## Extracted text
— begin —

It is a different experience to type these words instead of just reading them.  It takes a different level of concentration and awareness, and then, in the proofreading, a different sense of understanding emerges.  I debated whether to include the entire text, but I am glad I did.  You might think about typing or writing it out yourself to boost your appreciation.  Or at least try saying the words out loud.

If you review the words closely, you will find all the themes of the beginning of the Gospel of John.  Francis addresses our created nature, our wretched sinfulness, and the Mercy of God in sending His Son to secure our redemption.  The themes of returning God’s Love wholeheartedly and being a believer are present.  What took me five thousand plus words to describe, he achieved in about eight hundred and much more poetically than I could ever hope to achieve. 

Plus, Francis added an overwhelming sense of gratitude and thankfulness.  He begins by thanking God for Himself.  He then thanks God for our creation and for the gift of salvation through the Son.  And then He thanks God for the Son a second time in relation to the gift of the Kingdom that has been prepared for those who practice Penance.

— end —

## Objective 1
Collect every line from the listing below that contains the string "entry".

## Stored records
— begin —

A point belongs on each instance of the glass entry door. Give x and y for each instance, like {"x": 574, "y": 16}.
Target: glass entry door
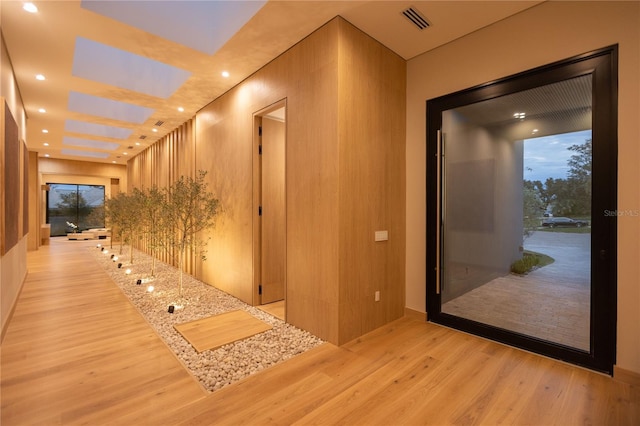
{"x": 521, "y": 176}
{"x": 516, "y": 238}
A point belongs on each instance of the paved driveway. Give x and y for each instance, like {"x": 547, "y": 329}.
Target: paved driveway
{"x": 570, "y": 251}
{"x": 551, "y": 303}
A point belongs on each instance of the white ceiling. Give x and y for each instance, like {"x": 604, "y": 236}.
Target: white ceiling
{"x": 118, "y": 70}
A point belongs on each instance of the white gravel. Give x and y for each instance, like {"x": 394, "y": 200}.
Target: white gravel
{"x": 213, "y": 368}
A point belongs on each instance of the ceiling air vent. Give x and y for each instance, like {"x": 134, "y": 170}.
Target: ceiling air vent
{"x": 417, "y": 18}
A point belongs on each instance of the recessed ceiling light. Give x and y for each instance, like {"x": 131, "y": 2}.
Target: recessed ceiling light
{"x": 30, "y": 7}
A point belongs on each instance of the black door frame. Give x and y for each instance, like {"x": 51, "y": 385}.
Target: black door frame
{"x": 602, "y": 64}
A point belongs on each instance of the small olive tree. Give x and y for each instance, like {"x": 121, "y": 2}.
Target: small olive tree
{"x": 153, "y": 226}
{"x": 189, "y": 208}
{"x": 132, "y": 218}
{"x": 114, "y": 216}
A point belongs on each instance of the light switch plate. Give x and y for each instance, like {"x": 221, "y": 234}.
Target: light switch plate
{"x": 382, "y": 235}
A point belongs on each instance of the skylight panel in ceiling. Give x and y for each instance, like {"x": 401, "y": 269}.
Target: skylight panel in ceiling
{"x": 88, "y": 143}
{"x": 201, "y": 25}
{"x": 95, "y": 129}
{"x": 108, "y": 108}
{"x": 109, "y": 65}
{"x": 78, "y": 153}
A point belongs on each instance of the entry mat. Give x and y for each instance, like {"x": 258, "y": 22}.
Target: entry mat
{"x": 219, "y": 330}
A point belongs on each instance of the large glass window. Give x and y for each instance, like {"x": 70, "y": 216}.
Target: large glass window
{"x": 74, "y": 208}
{"x": 520, "y": 175}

— end —

## Objective 2
Reproduce the stretch of the reflection on Francis from "It is a different" through "hope to achieve." word for word.

## Written response 1
A point belongs on each instance of the glass entry door. Give x and y for each instance, like {"x": 574, "y": 16}.
Target: glass entry door
A point belongs on each instance of the entry mat. Give x and y for each instance, like {"x": 258, "y": 22}.
Target: entry mat

## Written response 2
It is a different experience to type these words instead of just reading them.  It takes a different level of concentration and awareness, and then, in the proofreading, a different sense of understanding emerges.  I debated whether to include the entire text, but I am glad I did.  You might think about typing or writing it out yourself to boost your appreciation.  Or at least try saying the words out loud.

If you review the words closely, you will find all the themes of the beginning of the Gospel of John.  Francis addresses our created nature, our wretched sinfulness, and the Mercy of God in sending His Son to secure our redemption.  The themes of returning God’s Love wholeheartedly and being a believer are present.  What took me five thousand plus words to describe, he achieved in about eight hundred and much more poetically than I could ever hope to achieve.